Stored data entries
┏━━
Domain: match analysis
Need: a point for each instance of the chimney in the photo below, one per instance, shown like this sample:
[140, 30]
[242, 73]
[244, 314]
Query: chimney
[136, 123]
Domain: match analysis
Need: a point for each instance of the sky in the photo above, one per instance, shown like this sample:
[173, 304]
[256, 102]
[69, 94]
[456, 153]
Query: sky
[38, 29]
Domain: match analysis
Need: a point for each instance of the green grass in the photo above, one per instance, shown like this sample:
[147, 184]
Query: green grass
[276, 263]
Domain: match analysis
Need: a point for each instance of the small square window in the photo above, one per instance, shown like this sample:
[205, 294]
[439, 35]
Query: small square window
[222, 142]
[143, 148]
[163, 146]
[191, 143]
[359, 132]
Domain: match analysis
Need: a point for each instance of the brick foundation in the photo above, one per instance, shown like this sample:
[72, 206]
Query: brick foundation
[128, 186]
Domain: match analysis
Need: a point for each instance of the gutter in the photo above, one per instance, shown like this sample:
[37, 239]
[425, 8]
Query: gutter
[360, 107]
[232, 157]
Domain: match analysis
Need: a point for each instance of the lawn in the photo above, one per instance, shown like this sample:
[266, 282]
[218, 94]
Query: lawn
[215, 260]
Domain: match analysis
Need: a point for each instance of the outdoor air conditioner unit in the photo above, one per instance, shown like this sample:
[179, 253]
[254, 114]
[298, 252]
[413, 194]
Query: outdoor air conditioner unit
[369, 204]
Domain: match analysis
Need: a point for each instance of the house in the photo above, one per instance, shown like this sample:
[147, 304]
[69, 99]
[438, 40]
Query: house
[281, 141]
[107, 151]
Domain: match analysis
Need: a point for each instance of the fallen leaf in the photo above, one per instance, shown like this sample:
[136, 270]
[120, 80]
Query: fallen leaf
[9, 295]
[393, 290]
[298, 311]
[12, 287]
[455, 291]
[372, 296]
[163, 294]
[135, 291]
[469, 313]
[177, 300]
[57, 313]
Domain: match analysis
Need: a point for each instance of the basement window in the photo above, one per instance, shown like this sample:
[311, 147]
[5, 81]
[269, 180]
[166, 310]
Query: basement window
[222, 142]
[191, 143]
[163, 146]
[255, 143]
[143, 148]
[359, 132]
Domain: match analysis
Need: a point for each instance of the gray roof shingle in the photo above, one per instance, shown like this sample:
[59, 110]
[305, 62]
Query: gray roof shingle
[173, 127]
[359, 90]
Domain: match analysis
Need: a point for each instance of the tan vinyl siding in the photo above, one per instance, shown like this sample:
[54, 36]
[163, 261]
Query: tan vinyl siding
┗━━
*The exercise*. Copy out the full set of records precisely, leaving nothing out.

*The reply*.
Domain: match analysis
Need: a point for each instance of the chimney in the photo below, one per instance, shown like this sample:
[140, 30]
[242, 73]
[244, 314]
Query: chimney
[136, 123]
Domain: match analysis
Need: a point for each instance of the sky in the photo above, one per instance, shown like this sample:
[173, 304]
[256, 102]
[69, 94]
[456, 153]
Query: sky
[38, 29]
Domain: match analysis
Need: a point for each instance of the green grass in the photo above, one per instance, shown like this sample:
[147, 184]
Query: green grass
[276, 263]
Domain: match analysis
Need: a point for each instance of the small square window in the photo above, one per instance, shown like this sample:
[205, 294]
[439, 35]
Query: small square window
[222, 142]
[143, 148]
[163, 146]
[191, 143]
[359, 132]
Domain: match analysis
Need: a point for each instance of the brick foundation in the photo above, one per instance, shown like this sample:
[72, 206]
Query: brick foundation
[128, 186]
Domain: match analysis
Need: a point for each instance of the gutter in the photo above, one per instance, shown like this sample:
[37, 239]
[425, 8]
Query: gutter
[360, 107]
[232, 157]
Domain: match analysis
Need: a point for each instance of the lawn in the photo above, one per instance, shown like this sample:
[266, 282]
[218, 94]
Query: lawn
[215, 260]
Domain: match analysis
Need: a point for each instance of the outdoor air conditioner unit in the photo above, one per instance, shown like this sample:
[179, 253]
[254, 114]
[298, 252]
[413, 194]
Query: outdoor air conditioner unit
[369, 204]
Domain: match analysis
Need: a point for each instance of the house in the photo above, one per instance, shown like this sample:
[147, 304]
[69, 99]
[438, 40]
Query: house
[281, 141]
[107, 151]
Domain: match analysis
Need: a point for each instance of the fallen leaf in the photo above, one per instance, shown like this sample:
[136, 270]
[120, 80]
Query: fallen leaf
[9, 295]
[393, 290]
[298, 311]
[12, 287]
[455, 291]
[372, 296]
[163, 294]
[135, 291]
[469, 313]
[177, 300]
[57, 313]
Domain: match analysis
Need: a point for each instance of the basement window in the photo above, one per instance, shown like this sample:
[311, 147]
[5, 81]
[269, 180]
[166, 310]
Query: basement window
[222, 142]
[191, 143]
[163, 146]
[255, 143]
[143, 148]
[359, 132]
Domain: match analysis
Need: a point for each instance of the gray roof shingle in the photo above, one per instance, shown like this sample:
[59, 110]
[305, 62]
Query: gray roof shingle
[173, 127]
[359, 90]
Domain: match analysis
Need: a point for each instance of the tan vinyl siding in the photo above, one per instance, shown like this sample:
[54, 36]
[163, 261]
Query: tan vinyl siding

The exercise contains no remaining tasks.